Everything from the line holding "Please indicate the white face" through the last line below must be repeated exactly, and nothing else.

· · · · · · ·

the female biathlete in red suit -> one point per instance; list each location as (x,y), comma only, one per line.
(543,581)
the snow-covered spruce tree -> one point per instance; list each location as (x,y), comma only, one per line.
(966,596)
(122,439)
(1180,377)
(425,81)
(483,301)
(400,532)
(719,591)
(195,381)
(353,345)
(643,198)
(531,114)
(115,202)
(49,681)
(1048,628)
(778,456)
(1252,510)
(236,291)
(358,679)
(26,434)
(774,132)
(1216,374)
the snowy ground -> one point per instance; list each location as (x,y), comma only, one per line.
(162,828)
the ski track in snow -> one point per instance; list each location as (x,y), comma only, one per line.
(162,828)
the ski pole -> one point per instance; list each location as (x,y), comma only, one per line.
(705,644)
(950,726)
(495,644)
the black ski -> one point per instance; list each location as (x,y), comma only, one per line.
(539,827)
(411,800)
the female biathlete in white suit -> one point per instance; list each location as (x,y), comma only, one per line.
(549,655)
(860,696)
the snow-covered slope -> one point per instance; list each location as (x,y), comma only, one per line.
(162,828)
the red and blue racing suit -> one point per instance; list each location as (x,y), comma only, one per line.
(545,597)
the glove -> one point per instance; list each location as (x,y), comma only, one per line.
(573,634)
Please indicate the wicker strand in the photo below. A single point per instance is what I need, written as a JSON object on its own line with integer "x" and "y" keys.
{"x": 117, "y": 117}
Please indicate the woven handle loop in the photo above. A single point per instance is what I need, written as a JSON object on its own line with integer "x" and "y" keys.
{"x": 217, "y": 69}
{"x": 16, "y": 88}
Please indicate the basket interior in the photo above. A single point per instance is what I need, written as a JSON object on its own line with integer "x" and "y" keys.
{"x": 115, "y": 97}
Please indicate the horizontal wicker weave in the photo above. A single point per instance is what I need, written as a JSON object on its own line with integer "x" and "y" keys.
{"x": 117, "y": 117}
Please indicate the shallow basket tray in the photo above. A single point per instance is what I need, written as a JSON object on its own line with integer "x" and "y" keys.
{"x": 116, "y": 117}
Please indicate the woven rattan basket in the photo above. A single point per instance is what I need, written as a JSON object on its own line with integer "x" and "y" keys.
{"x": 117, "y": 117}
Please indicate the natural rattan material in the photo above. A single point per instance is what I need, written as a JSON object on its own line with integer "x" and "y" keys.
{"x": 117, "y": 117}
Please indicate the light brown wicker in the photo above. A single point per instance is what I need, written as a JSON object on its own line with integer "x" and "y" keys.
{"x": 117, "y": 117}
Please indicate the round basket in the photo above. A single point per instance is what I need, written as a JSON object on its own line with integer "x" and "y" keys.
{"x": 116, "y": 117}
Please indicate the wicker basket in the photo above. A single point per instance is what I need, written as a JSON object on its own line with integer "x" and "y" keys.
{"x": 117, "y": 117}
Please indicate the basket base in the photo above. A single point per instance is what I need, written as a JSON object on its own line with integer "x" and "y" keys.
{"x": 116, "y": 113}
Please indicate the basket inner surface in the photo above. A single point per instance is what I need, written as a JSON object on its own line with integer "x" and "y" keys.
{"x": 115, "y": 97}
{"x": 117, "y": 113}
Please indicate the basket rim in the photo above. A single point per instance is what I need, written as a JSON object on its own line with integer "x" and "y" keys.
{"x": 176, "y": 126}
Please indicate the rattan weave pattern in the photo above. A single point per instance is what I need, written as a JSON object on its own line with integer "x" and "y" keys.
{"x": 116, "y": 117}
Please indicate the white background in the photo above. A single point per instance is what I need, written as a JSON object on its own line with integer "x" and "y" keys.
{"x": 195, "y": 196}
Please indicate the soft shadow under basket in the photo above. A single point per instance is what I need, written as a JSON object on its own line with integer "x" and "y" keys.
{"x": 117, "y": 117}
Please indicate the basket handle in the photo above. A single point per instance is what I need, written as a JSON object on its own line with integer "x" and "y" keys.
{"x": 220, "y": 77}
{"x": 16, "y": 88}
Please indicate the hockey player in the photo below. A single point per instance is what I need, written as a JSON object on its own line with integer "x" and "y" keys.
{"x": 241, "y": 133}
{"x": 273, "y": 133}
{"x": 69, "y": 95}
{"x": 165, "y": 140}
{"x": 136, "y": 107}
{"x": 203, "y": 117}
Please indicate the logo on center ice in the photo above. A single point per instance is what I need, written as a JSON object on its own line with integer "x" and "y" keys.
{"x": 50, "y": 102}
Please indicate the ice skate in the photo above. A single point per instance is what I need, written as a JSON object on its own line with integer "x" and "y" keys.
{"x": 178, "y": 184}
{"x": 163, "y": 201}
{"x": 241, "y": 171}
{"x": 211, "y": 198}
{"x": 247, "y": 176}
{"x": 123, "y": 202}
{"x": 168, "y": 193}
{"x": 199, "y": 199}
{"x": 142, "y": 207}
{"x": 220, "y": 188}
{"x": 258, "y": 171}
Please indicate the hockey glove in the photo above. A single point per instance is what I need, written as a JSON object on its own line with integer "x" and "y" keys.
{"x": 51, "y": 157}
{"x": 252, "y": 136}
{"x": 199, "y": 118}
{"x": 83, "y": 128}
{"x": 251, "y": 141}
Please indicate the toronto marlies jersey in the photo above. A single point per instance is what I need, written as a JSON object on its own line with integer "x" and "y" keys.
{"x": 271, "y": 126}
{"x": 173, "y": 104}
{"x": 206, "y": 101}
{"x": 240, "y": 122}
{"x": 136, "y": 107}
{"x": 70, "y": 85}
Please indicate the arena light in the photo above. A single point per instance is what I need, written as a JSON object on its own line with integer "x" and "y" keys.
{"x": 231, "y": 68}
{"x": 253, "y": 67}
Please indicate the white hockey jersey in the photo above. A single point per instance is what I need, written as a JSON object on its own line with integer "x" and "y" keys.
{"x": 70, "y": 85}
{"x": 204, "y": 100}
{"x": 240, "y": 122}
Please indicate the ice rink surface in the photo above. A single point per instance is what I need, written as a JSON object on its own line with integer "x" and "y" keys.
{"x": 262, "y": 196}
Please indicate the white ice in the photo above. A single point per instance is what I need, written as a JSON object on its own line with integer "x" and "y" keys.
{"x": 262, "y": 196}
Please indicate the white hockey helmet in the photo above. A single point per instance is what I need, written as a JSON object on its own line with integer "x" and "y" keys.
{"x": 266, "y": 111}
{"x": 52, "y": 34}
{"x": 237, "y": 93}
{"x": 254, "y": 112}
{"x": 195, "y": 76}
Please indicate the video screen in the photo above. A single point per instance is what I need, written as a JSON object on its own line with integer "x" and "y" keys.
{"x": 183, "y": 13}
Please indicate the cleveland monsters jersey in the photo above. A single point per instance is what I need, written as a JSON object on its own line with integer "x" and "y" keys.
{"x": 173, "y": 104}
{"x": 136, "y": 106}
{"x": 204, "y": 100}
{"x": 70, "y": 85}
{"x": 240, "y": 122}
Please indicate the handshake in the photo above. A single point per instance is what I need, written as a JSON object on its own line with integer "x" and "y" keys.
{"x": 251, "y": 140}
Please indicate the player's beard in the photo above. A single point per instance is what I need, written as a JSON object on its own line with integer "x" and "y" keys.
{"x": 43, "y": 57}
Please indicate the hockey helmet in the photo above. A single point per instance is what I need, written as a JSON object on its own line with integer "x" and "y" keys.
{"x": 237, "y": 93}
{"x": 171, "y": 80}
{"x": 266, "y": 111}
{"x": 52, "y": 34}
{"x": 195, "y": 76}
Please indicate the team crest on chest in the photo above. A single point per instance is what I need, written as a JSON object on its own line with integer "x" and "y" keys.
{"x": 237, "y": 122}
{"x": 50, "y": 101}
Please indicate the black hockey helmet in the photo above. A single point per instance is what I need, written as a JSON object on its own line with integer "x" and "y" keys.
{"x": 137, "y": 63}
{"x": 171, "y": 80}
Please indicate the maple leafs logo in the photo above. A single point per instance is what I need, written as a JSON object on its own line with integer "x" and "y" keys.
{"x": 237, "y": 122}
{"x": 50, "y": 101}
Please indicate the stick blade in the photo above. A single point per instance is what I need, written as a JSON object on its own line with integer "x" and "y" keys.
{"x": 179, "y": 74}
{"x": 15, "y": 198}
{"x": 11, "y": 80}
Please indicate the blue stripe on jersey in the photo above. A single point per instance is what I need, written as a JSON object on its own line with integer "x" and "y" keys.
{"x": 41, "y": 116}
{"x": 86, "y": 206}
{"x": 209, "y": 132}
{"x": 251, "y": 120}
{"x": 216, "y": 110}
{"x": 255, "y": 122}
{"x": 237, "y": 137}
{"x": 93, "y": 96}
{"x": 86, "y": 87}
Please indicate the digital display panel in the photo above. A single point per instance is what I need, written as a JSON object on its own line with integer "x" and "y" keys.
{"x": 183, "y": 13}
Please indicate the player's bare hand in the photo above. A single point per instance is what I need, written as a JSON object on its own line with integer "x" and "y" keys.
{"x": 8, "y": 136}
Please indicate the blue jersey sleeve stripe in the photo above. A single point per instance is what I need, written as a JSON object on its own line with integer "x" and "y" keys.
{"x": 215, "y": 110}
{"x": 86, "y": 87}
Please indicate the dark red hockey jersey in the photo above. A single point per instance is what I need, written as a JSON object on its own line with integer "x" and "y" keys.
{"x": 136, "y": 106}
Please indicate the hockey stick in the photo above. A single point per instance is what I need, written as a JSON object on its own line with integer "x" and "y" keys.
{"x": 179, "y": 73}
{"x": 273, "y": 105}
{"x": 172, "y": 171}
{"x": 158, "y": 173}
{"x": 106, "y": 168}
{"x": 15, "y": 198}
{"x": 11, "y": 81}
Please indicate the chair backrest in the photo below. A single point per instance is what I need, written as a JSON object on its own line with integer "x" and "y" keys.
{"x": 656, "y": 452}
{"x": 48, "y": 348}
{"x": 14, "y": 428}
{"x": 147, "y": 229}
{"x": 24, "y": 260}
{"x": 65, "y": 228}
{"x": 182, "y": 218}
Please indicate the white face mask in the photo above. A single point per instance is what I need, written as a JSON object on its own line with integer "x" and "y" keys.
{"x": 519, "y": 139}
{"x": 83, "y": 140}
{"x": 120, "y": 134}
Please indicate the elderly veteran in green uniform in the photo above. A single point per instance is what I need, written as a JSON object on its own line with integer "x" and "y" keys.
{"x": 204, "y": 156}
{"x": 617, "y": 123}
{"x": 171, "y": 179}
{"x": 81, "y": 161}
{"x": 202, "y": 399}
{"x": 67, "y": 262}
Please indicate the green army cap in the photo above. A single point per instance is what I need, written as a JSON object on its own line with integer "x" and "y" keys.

· · · · · · ·

Task answer:
Please indicate the white face mask in the photo above. A single point per instance is what I need, written as a JSON object on its own line with integer "x" and "y" keys.
{"x": 519, "y": 139}
{"x": 83, "y": 140}
{"x": 120, "y": 134}
Please indicate the elderly veteran in green uniform in the photo above. A single point per instance is what I need, written as a JSON object on its own line with integer "x" and "y" keys.
{"x": 204, "y": 156}
{"x": 617, "y": 123}
{"x": 171, "y": 179}
{"x": 81, "y": 161}
{"x": 202, "y": 399}
{"x": 67, "y": 262}
Please indicate the green army cap in the photo above. A single point per instance is what I need, written as a JSON object on its own line with integer "x" and "y" keys.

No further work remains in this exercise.